■ Exercise input:
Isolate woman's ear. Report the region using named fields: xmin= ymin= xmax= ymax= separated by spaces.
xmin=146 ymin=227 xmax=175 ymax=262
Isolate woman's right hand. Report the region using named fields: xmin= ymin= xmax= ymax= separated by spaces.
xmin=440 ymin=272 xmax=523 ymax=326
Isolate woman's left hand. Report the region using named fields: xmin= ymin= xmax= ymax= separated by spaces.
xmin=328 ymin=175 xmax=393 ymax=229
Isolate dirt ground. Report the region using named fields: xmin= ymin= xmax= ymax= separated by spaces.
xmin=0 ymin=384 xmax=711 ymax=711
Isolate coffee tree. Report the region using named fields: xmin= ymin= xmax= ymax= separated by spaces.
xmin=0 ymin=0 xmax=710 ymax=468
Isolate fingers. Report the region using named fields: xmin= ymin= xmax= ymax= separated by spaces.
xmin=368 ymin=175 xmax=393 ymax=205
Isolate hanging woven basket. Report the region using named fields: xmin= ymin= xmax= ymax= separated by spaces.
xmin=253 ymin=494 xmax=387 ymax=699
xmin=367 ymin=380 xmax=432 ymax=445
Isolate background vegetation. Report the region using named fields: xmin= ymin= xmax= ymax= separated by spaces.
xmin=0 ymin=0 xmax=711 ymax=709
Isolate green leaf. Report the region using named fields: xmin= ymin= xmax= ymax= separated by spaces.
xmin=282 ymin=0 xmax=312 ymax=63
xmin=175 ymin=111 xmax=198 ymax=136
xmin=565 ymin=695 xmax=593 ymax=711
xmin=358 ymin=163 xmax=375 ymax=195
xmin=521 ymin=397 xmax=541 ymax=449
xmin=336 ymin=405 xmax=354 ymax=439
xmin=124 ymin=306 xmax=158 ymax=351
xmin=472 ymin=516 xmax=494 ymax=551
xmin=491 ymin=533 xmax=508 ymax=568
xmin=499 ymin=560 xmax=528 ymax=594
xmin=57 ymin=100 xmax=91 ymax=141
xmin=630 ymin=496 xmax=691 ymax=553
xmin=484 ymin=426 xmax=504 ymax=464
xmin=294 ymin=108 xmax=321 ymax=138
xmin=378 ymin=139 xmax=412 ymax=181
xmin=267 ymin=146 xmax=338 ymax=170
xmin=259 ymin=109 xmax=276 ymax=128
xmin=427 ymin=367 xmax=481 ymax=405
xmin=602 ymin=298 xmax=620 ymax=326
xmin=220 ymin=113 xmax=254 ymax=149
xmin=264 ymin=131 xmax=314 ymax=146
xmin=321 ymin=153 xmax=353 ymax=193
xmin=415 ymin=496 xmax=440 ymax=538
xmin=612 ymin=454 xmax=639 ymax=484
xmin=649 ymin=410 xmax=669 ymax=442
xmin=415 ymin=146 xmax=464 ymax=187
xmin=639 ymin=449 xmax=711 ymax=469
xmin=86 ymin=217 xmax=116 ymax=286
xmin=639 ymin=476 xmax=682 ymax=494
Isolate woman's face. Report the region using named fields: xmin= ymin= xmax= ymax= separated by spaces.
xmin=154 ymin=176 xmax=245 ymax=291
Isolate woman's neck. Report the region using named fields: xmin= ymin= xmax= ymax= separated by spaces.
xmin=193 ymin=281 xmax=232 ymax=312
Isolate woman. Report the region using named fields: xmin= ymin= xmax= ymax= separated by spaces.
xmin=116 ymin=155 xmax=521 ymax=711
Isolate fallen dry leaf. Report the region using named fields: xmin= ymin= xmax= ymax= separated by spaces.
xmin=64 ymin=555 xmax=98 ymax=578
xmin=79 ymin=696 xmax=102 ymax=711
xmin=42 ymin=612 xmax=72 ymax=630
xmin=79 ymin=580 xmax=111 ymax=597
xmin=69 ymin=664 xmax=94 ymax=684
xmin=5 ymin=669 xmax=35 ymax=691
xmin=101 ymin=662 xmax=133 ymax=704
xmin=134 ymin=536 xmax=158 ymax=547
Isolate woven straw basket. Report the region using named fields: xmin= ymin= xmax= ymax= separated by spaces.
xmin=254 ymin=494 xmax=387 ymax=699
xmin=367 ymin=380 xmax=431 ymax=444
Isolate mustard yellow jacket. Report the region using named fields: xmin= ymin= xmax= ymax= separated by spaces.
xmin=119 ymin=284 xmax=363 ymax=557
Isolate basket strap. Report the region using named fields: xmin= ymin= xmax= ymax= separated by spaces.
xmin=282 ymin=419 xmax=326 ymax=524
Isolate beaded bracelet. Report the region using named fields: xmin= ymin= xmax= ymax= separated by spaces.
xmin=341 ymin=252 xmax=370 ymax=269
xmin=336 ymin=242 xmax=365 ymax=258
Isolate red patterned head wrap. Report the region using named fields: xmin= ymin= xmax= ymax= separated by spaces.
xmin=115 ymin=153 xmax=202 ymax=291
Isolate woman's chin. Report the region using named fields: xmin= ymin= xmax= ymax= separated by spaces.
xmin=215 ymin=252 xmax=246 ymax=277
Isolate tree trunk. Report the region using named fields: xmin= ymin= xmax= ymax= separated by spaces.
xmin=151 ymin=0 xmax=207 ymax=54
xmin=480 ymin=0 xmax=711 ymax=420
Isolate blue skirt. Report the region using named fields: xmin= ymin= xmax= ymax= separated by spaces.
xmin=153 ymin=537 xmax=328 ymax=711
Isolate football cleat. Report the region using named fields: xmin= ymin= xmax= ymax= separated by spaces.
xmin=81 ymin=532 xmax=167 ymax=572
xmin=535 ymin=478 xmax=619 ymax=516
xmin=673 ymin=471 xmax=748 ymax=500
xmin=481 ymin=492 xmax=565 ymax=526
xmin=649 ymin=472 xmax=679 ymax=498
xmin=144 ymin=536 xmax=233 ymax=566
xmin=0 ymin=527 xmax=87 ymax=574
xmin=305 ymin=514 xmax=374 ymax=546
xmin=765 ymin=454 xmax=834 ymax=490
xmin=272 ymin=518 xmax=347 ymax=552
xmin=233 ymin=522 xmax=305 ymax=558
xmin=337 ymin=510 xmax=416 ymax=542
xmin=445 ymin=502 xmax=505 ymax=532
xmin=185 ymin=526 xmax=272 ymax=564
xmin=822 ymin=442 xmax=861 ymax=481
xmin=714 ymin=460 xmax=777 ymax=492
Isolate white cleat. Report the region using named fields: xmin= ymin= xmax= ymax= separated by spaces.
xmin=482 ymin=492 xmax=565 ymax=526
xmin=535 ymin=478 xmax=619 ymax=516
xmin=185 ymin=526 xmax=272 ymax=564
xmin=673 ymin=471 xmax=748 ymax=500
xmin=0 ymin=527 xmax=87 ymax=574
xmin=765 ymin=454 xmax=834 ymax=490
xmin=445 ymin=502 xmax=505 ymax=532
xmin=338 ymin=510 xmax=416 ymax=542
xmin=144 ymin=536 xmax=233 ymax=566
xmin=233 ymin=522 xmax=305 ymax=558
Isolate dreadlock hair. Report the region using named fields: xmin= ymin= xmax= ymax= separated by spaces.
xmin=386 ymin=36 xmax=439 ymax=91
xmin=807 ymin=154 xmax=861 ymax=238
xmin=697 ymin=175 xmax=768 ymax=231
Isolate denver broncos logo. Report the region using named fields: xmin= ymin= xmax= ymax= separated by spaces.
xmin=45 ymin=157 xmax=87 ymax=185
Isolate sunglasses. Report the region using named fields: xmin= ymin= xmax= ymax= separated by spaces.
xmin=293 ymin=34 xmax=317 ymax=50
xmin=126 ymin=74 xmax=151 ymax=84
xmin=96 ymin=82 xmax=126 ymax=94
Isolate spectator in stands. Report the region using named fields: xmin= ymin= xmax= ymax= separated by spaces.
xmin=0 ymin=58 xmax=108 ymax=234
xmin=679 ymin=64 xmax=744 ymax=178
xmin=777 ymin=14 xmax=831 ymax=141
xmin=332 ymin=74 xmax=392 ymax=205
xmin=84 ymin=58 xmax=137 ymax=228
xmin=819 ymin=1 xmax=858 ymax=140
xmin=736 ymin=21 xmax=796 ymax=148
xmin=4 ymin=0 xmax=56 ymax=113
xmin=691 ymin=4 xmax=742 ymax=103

■ Short problem: Rewrite the part of the records that opens with the line containing "Isolate tree trunk." and closes with the line containing "xmin=714 ymin=460 xmax=777 ymax=492", swapping "football cleat" for "soccer cleat" and leaving everything else as it is. Give only those lines.

■ Completed task:
Isolate tree trunk. Report the region using named fields: xmin= ymin= xmax= ymax= separated by spaces.
xmin=151 ymin=0 xmax=207 ymax=54
xmin=480 ymin=0 xmax=711 ymax=420
Isolate blue skirt. Report the region using named fields: xmin= ymin= xmax= ymax= separated by spaces.
xmin=153 ymin=537 xmax=328 ymax=711
Isolate soccer cleat. Report the region using named fields: xmin= ymin= xmax= ymax= separated by spaces.
xmin=81 ymin=532 xmax=167 ymax=572
xmin=535 ymin=478 xmax=619 ymax=516
xmin=673 ymin=471 xmax=748 ymax=500
xmin=481 ymin=492 xmax=565 ymax=526
xmin=649 ymin=472 xmax=679 ymax=498
xmin=144 ymin=536 xmax=233 ymax=566
xmin=0 ymin=527 xmax=87 ymax=574
xmin=305 ymin=514 xmax=374 ymax=546
xmin=765 ymin=454 xmax=834 ymax=490
xmin=272 ymin=518 xmax=347 ymax=552
xmin=233 ymin=522 xmax=305 ymax=558
xmin=337 ymin=510 xmax=416 ymax=542
xmin=445 ymin=502 xmax=505 ymax=532
xmin=185 ymin=526 xmax=272 ymax=564
xmin=822 ymin=442 xmax=861 ymax=481
xmin=714 ymin=460 xmax=777 ymax=492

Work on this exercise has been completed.